Input
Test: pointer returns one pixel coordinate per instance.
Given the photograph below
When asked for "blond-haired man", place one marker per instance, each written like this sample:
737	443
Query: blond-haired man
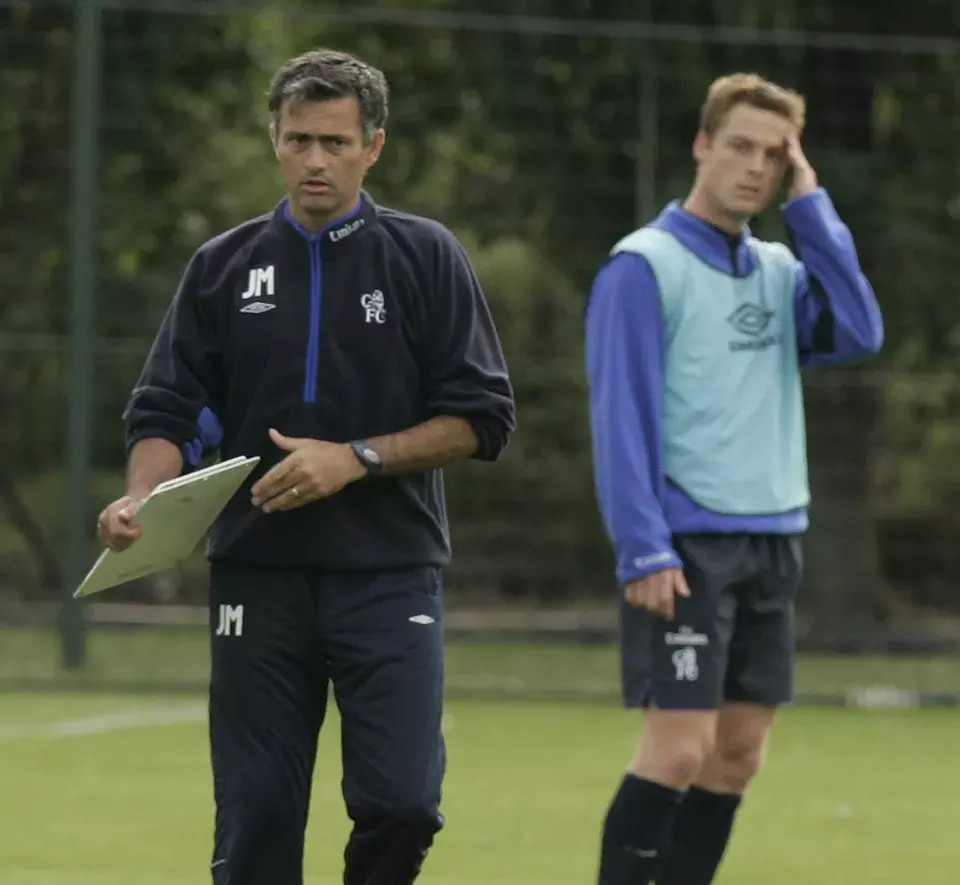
696	334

What you need to do
Add 20 to each pixel coordinate in the answers and write out all the lines above again, leaving the sample coordinates and everything else unchanged and the pictures out.

Solution for this problem
Test: pointer returns one pixel coordinate per instance.
Given the photograph below
When asked for "blond-haired man", place one marker per instance, each written like this sample:
737	443
Query: blond-haired man
716	354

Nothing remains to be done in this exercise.